NIH Funds Research Consortia to Study More Than 200 Rare Diseases
Yet another reason I don’t mind paying taxes.
Physician scientists at 22 consortia will collaborate with representatives of 98 patient advocacy groups to advance clinical research and investigate new treatments for patients with rare diseases. The collaborations are made possible through awards by the National Institutes of Health — totaling about $29 million in fiscal year 2014 funding — to expand the Rare Diseases Clinical Research Network (RDCRN), which is led by NIH’s National Center for Advancing Translational Sciences (NCATS).
There are several thousand rare diseases, of which only a few hundred have any treatments available. Combined, rare diseases affect an estimated 25 million Americans. Some obstacles to developing rare disease treatments include difficulties in diagnosis, widely dispersed patients and scientific experts, a perception of high risk, and a lack of data from natural history studies, which follow a group of people with a specific medical condition over time.

▶ **Information given**
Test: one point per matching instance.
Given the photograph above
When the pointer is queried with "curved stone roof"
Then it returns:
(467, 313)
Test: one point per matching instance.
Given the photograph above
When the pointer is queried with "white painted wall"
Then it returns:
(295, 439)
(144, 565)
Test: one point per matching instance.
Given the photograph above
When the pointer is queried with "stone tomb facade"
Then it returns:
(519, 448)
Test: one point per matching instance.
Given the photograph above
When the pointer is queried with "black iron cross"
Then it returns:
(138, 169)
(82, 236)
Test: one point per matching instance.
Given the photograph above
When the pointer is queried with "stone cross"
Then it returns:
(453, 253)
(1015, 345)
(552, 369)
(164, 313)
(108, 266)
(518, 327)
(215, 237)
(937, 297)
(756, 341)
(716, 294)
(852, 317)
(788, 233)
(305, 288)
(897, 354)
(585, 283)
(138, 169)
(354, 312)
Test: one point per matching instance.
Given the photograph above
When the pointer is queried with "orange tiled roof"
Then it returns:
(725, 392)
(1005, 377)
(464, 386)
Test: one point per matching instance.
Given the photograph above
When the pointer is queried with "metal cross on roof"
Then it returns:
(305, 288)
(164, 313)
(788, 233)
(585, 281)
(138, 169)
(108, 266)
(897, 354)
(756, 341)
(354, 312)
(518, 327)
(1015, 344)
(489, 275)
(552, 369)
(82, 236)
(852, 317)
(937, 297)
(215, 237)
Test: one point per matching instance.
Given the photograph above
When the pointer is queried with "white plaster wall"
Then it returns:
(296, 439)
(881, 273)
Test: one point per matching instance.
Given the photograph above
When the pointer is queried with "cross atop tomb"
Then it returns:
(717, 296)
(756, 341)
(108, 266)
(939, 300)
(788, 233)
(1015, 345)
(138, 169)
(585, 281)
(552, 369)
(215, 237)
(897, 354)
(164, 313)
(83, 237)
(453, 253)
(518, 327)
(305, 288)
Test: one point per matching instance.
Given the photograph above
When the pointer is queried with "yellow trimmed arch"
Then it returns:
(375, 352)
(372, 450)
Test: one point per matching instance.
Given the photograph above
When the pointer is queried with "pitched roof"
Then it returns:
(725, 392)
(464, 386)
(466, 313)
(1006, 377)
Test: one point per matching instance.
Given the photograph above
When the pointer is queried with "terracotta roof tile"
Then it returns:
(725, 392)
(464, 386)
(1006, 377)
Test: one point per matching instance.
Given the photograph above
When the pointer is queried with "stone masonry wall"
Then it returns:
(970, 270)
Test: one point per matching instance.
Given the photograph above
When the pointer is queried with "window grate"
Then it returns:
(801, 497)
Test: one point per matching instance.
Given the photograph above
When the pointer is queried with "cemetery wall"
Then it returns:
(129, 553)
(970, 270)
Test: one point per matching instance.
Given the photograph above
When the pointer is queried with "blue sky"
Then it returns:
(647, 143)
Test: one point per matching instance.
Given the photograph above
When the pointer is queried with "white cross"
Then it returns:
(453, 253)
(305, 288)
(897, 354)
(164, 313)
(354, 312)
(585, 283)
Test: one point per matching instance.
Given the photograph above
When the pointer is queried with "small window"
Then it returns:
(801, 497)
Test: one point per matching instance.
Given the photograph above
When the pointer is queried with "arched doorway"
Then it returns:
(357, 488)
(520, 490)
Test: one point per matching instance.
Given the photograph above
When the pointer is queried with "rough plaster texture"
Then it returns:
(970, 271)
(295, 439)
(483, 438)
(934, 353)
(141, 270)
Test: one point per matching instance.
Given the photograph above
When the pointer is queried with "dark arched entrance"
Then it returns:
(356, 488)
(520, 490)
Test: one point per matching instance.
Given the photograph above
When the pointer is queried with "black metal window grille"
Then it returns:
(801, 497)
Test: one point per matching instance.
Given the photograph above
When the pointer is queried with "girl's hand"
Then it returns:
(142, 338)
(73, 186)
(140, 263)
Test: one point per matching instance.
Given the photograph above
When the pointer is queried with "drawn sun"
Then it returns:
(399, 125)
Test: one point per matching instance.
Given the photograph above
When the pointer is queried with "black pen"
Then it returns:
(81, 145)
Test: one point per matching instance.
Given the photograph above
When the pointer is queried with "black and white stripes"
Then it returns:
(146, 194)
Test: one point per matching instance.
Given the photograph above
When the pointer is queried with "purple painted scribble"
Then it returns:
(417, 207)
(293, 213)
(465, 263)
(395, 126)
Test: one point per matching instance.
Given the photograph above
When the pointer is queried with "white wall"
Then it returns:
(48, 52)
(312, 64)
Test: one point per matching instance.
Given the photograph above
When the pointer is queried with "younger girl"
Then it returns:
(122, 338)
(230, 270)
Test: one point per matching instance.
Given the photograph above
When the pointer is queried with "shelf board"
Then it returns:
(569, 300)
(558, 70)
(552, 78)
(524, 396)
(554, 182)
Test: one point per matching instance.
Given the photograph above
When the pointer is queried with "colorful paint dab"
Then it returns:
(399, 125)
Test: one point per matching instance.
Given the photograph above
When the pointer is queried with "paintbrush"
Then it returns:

▶ **Apply what you read**
A - Return the part of the rare diseases passage that begins at the words "Physician scientists at" and stops after the words "Translational Sciences (NCATS).".
B - Translate this sentence from the rare diseases passage into Spanish: "Combined, rare diseases affect an estimated 25 million Americans."
C - According to the rare diseases passage, which center leads the Rare Diseases Clinical Research Network?
This material was drawn from a separate source.

▶ **Solutions in order**
A -
Physician scientists at 22 consortia will collaborate with representatives of 98 patient advocacy groups to advance clinical research and investigate new treatments for patients with rare diseases. The collaborations are made possible through awards by the National Institutes of Health — totaling about $29 million in fiscal year 2014 funding — to expand the Rare Diseases Clinical Research Network (RDCRN), which is led by NIH’s National Center for Advancing Translational Sciences (NCATS).

B - En conjunto, las enfermedades raras afectan a unos 25 millones de estadounidenses, según las estimaciones.

C - NIH's National Center for Advancing Translational Sciences (NCATS).